- Prompt -
Please write out the line containing "Target: stacked wood" and each line after it through the end of the data, exactly, and nothing else.

- Source records -

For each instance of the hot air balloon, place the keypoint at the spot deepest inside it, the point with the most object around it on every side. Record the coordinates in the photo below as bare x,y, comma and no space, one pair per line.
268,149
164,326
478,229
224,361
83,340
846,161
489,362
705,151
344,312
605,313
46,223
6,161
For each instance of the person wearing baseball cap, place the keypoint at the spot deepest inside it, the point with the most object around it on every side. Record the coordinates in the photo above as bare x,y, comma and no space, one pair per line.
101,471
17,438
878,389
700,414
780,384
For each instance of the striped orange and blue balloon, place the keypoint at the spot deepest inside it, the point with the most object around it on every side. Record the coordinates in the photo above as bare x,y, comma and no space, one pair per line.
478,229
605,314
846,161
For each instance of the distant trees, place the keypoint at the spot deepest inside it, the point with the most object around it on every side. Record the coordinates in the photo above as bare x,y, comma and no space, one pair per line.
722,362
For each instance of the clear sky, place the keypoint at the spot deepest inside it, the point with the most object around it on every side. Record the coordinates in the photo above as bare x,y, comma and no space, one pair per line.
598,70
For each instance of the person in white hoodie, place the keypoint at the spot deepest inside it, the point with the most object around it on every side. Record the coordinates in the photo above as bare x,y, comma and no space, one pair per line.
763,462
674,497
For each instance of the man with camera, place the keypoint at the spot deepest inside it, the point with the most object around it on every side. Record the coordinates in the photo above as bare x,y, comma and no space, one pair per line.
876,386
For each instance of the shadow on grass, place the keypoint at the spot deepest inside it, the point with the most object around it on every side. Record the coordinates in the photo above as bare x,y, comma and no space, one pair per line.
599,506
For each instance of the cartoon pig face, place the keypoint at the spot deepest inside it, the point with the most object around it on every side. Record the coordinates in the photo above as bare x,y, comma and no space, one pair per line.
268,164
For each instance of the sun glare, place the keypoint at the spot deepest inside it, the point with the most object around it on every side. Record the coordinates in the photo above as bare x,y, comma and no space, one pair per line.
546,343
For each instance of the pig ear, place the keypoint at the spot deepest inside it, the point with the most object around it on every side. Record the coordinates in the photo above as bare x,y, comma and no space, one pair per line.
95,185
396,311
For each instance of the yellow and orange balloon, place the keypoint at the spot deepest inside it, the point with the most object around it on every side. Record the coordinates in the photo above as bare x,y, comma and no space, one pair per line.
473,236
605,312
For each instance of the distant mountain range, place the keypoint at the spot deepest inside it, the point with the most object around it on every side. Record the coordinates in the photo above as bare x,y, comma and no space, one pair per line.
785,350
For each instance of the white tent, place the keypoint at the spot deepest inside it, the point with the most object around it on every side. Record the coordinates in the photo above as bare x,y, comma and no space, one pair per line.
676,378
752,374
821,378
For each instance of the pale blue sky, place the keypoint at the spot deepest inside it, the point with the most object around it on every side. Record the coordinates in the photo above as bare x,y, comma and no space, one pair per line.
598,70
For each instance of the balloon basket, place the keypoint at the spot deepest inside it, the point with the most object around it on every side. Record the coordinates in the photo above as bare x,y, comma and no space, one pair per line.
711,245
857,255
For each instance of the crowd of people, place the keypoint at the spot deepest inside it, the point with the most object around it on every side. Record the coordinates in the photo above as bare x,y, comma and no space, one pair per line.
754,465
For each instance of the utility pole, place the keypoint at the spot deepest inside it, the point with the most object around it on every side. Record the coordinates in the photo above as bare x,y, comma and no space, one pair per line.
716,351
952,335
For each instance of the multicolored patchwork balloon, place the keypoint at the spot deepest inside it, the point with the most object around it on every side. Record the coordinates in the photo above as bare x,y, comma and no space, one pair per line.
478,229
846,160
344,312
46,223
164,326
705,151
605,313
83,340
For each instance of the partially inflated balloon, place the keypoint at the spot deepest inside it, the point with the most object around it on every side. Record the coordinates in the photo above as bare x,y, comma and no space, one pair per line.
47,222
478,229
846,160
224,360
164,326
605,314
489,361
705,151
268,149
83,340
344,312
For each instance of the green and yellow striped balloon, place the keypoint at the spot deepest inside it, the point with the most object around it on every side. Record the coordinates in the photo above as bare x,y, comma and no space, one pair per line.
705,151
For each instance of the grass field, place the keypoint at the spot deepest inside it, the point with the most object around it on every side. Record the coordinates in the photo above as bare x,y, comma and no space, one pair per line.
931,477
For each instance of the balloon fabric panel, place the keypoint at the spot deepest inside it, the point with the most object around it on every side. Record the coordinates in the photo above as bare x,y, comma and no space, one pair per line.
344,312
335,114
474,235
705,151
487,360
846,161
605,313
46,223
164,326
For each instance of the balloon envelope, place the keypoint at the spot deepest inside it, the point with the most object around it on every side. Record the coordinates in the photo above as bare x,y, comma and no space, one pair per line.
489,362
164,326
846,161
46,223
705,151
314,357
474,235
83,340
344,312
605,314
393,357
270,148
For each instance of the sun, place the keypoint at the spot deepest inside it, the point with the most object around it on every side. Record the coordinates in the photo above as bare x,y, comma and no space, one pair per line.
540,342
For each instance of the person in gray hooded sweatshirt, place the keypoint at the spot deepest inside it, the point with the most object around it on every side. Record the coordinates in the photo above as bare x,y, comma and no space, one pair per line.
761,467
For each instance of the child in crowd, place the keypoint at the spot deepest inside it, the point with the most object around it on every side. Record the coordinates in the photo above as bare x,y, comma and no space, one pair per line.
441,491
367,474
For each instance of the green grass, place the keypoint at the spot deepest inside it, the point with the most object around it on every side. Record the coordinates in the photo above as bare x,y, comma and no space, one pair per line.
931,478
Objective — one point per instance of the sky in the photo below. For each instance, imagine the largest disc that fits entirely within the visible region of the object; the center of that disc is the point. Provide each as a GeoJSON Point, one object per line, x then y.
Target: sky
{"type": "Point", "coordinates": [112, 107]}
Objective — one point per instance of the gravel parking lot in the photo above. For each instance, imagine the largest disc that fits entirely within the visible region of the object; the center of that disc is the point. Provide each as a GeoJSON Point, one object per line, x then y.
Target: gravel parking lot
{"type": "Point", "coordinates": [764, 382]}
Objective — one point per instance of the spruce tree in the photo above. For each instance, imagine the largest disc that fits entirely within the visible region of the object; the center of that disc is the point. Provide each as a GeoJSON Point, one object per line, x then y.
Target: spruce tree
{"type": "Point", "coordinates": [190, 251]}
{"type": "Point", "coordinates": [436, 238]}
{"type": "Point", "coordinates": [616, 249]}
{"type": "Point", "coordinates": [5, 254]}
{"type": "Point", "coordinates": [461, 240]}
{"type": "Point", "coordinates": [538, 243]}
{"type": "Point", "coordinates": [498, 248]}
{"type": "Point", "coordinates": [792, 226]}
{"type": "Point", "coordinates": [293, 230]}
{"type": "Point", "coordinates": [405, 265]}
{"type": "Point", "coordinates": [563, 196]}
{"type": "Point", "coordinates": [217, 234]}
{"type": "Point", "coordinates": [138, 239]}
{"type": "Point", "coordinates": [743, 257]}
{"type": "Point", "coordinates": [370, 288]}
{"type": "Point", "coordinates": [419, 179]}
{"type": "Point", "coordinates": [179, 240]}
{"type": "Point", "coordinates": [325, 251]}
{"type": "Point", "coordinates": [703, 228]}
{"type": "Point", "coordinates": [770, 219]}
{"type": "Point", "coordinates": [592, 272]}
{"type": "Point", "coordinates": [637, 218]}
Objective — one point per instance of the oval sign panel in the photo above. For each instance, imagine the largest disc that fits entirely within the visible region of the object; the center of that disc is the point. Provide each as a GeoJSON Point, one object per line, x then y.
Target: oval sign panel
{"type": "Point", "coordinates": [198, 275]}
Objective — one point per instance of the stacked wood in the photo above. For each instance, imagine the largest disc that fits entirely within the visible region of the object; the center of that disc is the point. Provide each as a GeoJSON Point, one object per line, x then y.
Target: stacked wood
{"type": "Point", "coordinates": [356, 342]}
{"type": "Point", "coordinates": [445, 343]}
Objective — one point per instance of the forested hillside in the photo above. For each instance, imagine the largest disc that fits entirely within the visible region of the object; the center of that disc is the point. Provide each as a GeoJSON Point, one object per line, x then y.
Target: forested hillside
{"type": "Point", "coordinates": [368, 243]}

- Task response -
Target: stacked wood
{"type": "Point", "coordinates": [356, 342]}
{"type": "Point", "coordinates": [445, 343]}
Objective — one point per instance of the forested hillside in the photo above. For each instance, imagine the largest disc that fits entirely within the visible region of the object; the center of that disc is the point. Provide each as a GeoJSON Point, one object per line, x then y.
Target: forested hillside
{"type": "Point", "coordinates": [368, 243]}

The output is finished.